# Cherry



## Mizer (Oct 25, 2012)

I sawed these cherry logs the other day. 
There were about seven logs in all
[attachment=12622]

They made a pretty good pile of lumber
[attachment=12623]

This is what my wife packed my lunch in.
[attachment=12624]

Oh yeah, there was a lot of this.
[attachment=12625]


----------



## NYWoodturner (Oct 25, 2012)

Wow.. Awesome stuff !
Scott


----------



## davduckman2010 (Oct 25, 2012)

Mizer said:


> I sawed these cherry logs the other day.
> There were about seven logs in all
> 
> 
> ...



great looking cherry mizer --duck


----------



## DomInick (Oct 25, 2012)

Beautiful cherry you have there. Oh yea!!!! and cute lunch box. Lol


----------



## Mizer (Oct 25, 2012)

DomInick said:


> Beautiful cherry you have there. Oh yea!!!! and cute lunch box. Lol


I think the option was take it or leave it, I took it. I wish that was my Cherry, I did take a few of shorts that the customer was not interested in.


----------



## DomInick (Oct 25, 2012)

I understand. The wife does the same to me. Glad you got the job and some logs.


----------



## sprig (Oct 28, 2012)

Awesome looking stuff!


----------



## myingling (Oct 28, 2012)

Thats some great lookin cherry ,,, and nice lunch box


----------

[Records with labeled shapes]
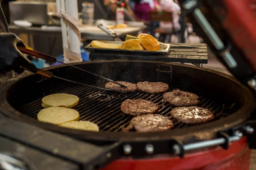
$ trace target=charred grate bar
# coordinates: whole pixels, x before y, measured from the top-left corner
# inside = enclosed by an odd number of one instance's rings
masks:
[[[104,87],[104,85],[98,84],[95,86]],[[176,88],[171,87],[168,92]],[[77,96],[80,101],[73,108],[80,113],[80,120],[96,123],[101,131],[118,132],[121,130],[123,127],[127,126],[133,116],[124,114],[121,111],[121,104],[127,99],[144,99],[157,103],[160,106],[158,113],[169,117],[173,121],[175,128],[192,126],[179,122],[172,118],[170,111],[175,107],[163,101],[163,94],[151,94],[141,92],[118,94],[81,86],[69,88],[56,93],[60,93]],[[213,112],[215,116],[215,120],[226,117],[236,111],[235,103],[230,105],[218,103],[207,96],[196,94],[200,97],[200,102],[198,106],[208,108]],[[36,119],[38,113],[43,108],[41,100],[41,99],[24,105],[18,110],[23,114]]]

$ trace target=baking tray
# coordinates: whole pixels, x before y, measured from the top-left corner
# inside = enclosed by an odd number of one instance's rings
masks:
[[[108,44],[120,44],[122,45],[124,41],[100,41],[103,42],[105,42]],[[109,49],[109,48],[96,48],[93,47],[91,46],[91,43],[86,45],[84,48],[89,52],[93,52],[95,51],[123,51],[123,52],[136,52],[139,53],[160,53],[160,54],[168,54],[170,49],[170,44],[165,44],[163,43],[160,43],[160,49],[157,51],[146,51],[146,50],[134,50],[130,51],[127,50],[122,50],[121,49]]]

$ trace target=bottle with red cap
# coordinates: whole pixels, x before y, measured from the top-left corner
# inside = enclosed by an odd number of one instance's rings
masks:
[[[118,4],[118,3],[117,3]],[[124,7],[125,6],[124,3],[121,3],[118,5],[116,12],[116,24],[125,23],[125,12]]]

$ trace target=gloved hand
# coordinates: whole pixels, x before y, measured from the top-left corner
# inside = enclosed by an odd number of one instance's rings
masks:
[[[17,48],[26,47],[22,40],[12,33],[0,33],[0,70],[9,71],[13,70],[21,73],[24,66],[33,73],[37,71],[35,66]]]

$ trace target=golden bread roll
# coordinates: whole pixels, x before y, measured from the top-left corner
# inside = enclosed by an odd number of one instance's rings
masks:
[[[143,48],[139,40],[131,39],[123,42],[121,49],[128,50],[143,50]]]
[[[156,51],[160,49],[159,42],[152,35],[147,34],[141,34],[138,36],[138,38],[147,51]]]
[[[128,26],[125,24],[118,24],[116,26],[116,28],[127,28]]]
[[[41,110],[37,117],[40,122],[59,125],[68,122],[77,121],[80,115],[74,109],[52,107]]]
[[[72,108],[77,105],[79,98],[76,96],[64,93],[59,93],[47,96],[42,99],[42,106],[64,107]]]
[[[71,129],[99,132],[99,128],[97,125],[89,121],[70,121],[62,123],[60,126]]]
[[[108,49],[120,49],[121,45],[109,44],[99,41],[93,41],[91,42],[91,46],[94,48]]]

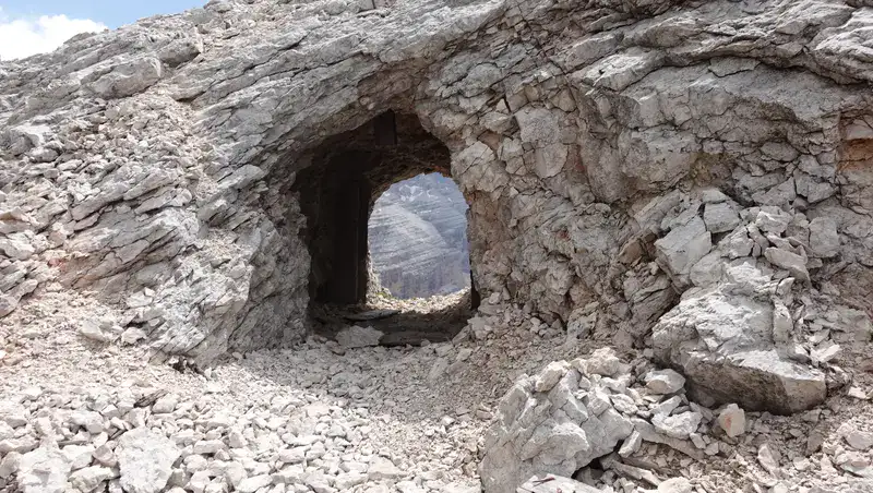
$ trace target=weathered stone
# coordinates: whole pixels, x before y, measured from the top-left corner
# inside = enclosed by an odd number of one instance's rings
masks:
[[[382,332],[373,327],[352,325],[339,330],[339,334],[336,335],[336,341],[346,349],[366,348],[379,346],[379,340],[383,335]]]
[[[70,462],[57,446],[28,452],[19,462],[19,485],[24,493],[65,492],[69,476]]]
[[[118,438],[116,455],[121,468],[121,485],[130,493],[157,493],[167,485],[172,462],[181,452],[172,441],[136,428]]]
[[[718,425],[728,436],[736,438],[745,433],[745,412],[736,404],[729,404],[718,413]]]
[[[810,248],[812,254],[832,257],[839,253],[837,221],[829,217],[816,217],[810,221]]]
[[[655,394],[672,394],[682,389],[685,377],[673,370],[653,370],[645,375],[646,388]]]
[[[555,491],[566,491],[576,493],[601,493],[600,490],[581,483],[576,480],[555,474],[534,476],[524,484],[519,484],[516,493],[553,493]]]
[[[674,416],[655,414],[651,424],[659,433],[673,438],[685,440],[697,430],[701,424],[699,412],[682,412]]]

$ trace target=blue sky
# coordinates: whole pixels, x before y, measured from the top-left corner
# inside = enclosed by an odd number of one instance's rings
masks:
[[[10,19],[65,15],[118,27],[137,19],[175,14],[204,3],[205,0],[0,0],[0,9]]]
[[[51,51],[84,32],[172,14],[206,0],[0,0],[0,60]]]

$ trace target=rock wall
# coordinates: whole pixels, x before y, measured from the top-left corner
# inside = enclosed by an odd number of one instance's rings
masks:
[[[370,215],[370,255],[398,298],[449,294],[470,285],[467,203],[451,178],[419,175],[391,185]]]
[[[601,303],[594,330],[702,392],[748,369],[809,383],[775,410],[803,408],[832,351],[808,314],[873,310],[872,24],[836,0],[214,0],[77,36],[0,64],[0,314],[73,289],[159,354],[299,339],[322,225],[298,199],[330,185],[299,177],[393,110],[451,155],[483,297],[569,327]]]

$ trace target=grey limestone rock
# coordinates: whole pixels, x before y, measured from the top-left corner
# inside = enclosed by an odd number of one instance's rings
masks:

__WRITTEN PROBLEM__
From the forum thread on the sawn cherry logs above, reproduce word for word the stretch that begins at "I think the" and ends at "and some logs.".

__EXERCISE RESULT__
I think the option was take it or leave it, I took it. I wish that was my Cherry, I did take a few of shorts that the customer was not interested in.


----------



## DomInick (Oct 25, 2012)

I understand. The wife does the same to me. Glad you got the job and some logs.